**** Dataset excerpts

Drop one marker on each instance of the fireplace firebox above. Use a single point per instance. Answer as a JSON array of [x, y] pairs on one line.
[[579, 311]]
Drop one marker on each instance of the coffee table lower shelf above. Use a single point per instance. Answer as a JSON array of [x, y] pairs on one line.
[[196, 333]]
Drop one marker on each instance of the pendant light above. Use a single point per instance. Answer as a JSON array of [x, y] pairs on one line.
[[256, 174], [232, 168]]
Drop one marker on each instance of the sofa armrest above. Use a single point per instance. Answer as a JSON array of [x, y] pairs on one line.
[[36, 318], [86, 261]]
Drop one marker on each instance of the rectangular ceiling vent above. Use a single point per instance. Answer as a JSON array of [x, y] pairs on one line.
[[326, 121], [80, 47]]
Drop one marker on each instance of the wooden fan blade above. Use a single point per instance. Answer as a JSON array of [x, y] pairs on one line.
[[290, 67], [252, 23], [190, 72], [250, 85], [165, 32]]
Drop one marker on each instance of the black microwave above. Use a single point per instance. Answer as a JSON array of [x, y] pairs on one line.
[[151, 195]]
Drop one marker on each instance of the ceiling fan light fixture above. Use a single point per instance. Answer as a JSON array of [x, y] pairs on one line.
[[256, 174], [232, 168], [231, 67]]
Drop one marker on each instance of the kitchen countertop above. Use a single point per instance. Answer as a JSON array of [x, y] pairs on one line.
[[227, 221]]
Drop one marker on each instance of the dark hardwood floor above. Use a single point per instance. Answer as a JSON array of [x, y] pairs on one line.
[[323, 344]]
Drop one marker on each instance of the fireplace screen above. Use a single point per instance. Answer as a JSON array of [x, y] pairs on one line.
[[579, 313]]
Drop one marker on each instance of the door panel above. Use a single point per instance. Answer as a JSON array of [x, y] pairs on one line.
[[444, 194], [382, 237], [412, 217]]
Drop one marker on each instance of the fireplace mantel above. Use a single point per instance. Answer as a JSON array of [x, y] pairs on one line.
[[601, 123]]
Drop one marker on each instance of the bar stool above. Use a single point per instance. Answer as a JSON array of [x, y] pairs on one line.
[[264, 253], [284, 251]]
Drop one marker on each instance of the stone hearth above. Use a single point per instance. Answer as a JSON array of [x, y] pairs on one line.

********

# [Problem details]
Copy all the lines above, substituting "pin" for each "marker" and keeping everything else the same.

# [Final result]
Drop one pin on each instance of the fireplace firebox above. Use a single point per instance. Answer as a JSON array of [x, y] pairs on one line.
[[579, 311]]
Drop one pin on each instance of the coffee table lower shelf above. Use a single point per instance. Answer as a JSON array of [x, y] pairs on one line.
[[196, 333]]
Drop one pin on each instance of the pendant light above. Use a single point per instance. Answer as a JSON array of [x, y] pairs on one line.
[[256, 174], [232, 168]]
Drop one pin on each instance of the sofa armrest above. Use a single point per instance. Answer as a JSON array of [x, y] pairs on one line.
[[36, 318], [86, 261]]
Drop one pin on each instance of the rectangular ceiling vent above. Use a single point per instance. Answer as a JSON array of [x, y] pairs on one line.
[[326, 121], [80, 47]]
Drop one pin on each instance of the wooden fan blade above. Use a single point per instance. Answer as a JSON array of [x, y] pairs on one line.
[[290, 67], [252, 23], [190, 72], [250, 85], [165, 32]]
Drop one pin on each instance of the black microwave above. Use a single point per instance. Answer as a JSON array of [x, y] pairs on one line.
[[151, 195]]
Drop one pin on each instance of the ceiling fan light fixture above. Use a single point per instance. Answer as a JSON array of [x, y] pairs on one line.
[[256, 174], [232, 168], [231, 67]]
Drop one pin on each instance of the kitchen countertop above. Use a single point per instance. Answer as a JSON array of [x, y] pairs on one line.
[[227, 221]]
Drop one pin on each instance of the dark hardwood floor above. Use a single point per instance. Answer as a JSON array of [x, y] pairs on one line.
[[323, 344]]
Drop one pin on each instance of the fireplace screen above. Use a single point per instance. Answer as a JSON array of [x, y] pairs on one line.
[[579, 313]]
Drop one pin on each instance of the door panel above. Use a single point per instance. Answer as a JSON array of [x, y] pairs on one line.
[[444, 194], [382, 237], [412, 217]]
Drop one pin on each instance of the fireplace mantel above. Use a single point per instance. Answer as a JSON array of [x, y] pairs on one line.
[[601, 123]]
Drop one pin on each instance of the bar stool above. Use a single point per instance. Answer as a JSON array of [x, y] pairs on one line.
[[264, 253], [284, 251]]
Drop one pin on each instance of the stone hearth above. Use a single point per instance. Answer as a JSON array of [x, y] pairs on one line.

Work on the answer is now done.